### [ARTICLE]
>>>
The report said circular practices can bring “significant opportunities” to mitigate climate risk from industry and agriculture, forestry and other land use. Adoption of circular principles in the global food system could achieve emissions reductions of 49% below the baseline sector-wide 2050 scenario, the report said, while greater circularity and recycling of cement, steel, plastic and aluminium could cut emissions by 40%.  

“By implementing an overarching circular economy framework and system thinking, investors, businesses and communities can tackle their climate goals, while also addressing biodiversity, land use objectives and more,” said IGCC Chief Executive Rebecca Mikula-Wright. 

Institutional investors could begin by building an understanding of circular economics internally before moving on to integrating circular-economy analysis into their assessments, the report said. 

Monitoring exposure to companies delivering circular-economy solutions, and engaging with companies, policy makers and regulators are also seen as key. 

Business at heart of circular transition 

According to the Ellen MacArthur Foundation, a charity that works to accelerate the transition to a circular economy, business sits at the heart of the change. 

“The circular economy is increasingly seen by businesses, thought-leaders, and policymakers as a way of delivering long-term growth to investors while helping address climate change and other global challenges,” said the charity. 

The IGCC report notes the alignment of the circular economy model with systems theory and thinking. Rather than competing with other priorities, this means circular-economy approaches can provide investors with a way to meet a range of objectives by following a consistent principle, covering not just emissions reduction targets but also UN Sustainable Development Goals.
<<<
### [INPUT]
>>>
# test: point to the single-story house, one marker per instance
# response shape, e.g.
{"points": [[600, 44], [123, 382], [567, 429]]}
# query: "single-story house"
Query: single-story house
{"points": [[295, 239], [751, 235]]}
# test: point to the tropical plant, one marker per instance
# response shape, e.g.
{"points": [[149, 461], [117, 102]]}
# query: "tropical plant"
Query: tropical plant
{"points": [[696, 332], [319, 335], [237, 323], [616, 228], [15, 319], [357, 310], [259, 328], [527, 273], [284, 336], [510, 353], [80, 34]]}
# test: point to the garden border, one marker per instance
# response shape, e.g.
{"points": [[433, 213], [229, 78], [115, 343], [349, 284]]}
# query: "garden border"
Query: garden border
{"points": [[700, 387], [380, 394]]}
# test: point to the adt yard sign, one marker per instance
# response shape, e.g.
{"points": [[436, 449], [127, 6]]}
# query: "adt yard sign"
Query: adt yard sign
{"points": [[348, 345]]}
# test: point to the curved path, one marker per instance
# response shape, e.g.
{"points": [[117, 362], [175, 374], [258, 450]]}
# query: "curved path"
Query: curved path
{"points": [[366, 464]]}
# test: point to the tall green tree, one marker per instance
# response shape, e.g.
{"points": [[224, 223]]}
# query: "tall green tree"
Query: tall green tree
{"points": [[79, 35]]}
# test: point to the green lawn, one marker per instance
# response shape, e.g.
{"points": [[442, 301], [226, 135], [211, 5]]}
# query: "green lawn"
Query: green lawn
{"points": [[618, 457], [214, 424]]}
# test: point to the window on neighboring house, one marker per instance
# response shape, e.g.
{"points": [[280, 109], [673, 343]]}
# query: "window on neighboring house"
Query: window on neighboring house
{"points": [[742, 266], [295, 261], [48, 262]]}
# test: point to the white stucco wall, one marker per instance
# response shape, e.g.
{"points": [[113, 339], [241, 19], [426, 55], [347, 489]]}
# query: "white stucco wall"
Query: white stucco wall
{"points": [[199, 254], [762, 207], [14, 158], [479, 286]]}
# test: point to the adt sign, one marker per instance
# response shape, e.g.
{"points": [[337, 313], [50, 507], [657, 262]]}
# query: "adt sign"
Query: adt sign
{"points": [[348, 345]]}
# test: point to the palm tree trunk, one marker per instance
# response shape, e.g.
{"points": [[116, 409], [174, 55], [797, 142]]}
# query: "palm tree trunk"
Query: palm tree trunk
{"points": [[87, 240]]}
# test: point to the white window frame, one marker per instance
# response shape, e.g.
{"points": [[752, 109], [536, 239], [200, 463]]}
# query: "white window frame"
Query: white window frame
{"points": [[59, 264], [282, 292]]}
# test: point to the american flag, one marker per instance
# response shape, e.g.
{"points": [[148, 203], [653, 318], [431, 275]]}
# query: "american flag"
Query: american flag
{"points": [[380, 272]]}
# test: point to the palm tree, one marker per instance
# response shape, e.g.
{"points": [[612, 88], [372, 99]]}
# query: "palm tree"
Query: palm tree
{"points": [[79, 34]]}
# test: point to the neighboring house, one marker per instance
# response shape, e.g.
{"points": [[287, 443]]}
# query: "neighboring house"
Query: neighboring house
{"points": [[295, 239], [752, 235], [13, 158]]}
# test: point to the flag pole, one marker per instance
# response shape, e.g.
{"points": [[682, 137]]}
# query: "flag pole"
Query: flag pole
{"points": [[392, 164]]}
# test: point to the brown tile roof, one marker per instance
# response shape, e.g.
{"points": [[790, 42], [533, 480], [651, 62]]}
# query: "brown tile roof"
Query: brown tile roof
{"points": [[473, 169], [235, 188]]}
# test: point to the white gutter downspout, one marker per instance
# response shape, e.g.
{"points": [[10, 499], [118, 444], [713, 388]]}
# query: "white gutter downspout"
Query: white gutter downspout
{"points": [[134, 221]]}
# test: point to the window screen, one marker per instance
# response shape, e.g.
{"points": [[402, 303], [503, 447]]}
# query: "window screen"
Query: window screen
<<<
### [SET TASK 1]
According to the circular economy article, how much could greater circularity and recycling of cement, steel, plastic and aluminium cut emissions?
### [SET TASK 2]
Copy out the rows character for character, starting with the line that contains "# test: point to the window screen, one" and going on through the last row, including both.

### [FULL OUTPUT 1]
By 40%.

### [FULL OUTPUT 2]
# test: point to the window screen, one marker per instance
# response shape, e.g.
{"points": [[402, 303], [503, 447]]}
# query: "window screen"
Query: window screen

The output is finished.